Your task is to restate exactly the lines from the one holding "the white creamy" to the end of the entries below, inclusive.

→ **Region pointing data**
+ + + + +
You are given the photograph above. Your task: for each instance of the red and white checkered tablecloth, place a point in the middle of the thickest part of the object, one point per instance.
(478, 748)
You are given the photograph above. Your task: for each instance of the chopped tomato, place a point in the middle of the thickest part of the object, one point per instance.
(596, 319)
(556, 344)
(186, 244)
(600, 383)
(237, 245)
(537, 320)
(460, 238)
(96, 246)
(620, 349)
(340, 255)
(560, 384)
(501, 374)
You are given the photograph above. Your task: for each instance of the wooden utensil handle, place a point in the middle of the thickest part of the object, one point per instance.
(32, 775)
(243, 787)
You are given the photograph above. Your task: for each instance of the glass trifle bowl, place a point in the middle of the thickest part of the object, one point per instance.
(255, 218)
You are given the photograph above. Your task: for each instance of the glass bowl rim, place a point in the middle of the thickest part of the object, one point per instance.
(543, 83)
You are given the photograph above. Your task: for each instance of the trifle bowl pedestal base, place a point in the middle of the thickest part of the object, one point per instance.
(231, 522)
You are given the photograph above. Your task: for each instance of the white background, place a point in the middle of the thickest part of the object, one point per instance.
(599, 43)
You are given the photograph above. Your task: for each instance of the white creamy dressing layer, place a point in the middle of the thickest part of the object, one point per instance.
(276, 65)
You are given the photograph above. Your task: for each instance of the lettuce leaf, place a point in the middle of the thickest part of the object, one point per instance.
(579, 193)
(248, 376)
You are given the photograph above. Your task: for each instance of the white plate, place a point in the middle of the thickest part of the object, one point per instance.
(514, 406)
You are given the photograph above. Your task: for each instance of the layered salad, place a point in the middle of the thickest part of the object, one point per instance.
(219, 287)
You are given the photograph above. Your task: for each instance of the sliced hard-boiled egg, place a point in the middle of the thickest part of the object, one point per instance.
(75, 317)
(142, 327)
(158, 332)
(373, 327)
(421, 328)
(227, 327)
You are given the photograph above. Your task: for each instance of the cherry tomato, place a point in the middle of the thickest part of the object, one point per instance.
+ + + + +
→ **Answer space**
You are given the photograph above. Your task: for each instance of the white creamy dressing layer, place a point in the middle of the thickest part of the object, one point per instance.
(276, 65)
You are given the photograph above. Your task: for each instance of the lettuce leaf, place a point in the middle of the thickest part of the object, one point per instance.
(579, 193)
(248, 376)
You are given the photograph above. Your task: for each instance of the white plate, place a point in the middle of the thickest part of the object, one point per instance.
(514, 406)
You are given the photograph above. Your task: for each instance of the layered salad, place a point in the middle of the thickest part of the object, one point per instance.
(219, 287)
You are given the photograph above. Your task: for each instance of the sliced hard-boiled egg, place a point in the middle of the thickest part of the object, one point per instance.
(75, 317)
(142, 327)
(158, 332)
(373, 327)
(421, 328)
(227, 327)
You are given the photograph above. Your task: for each instance of the cherry tomato, place a point in the middle of the thickest part of the object, one point per instance.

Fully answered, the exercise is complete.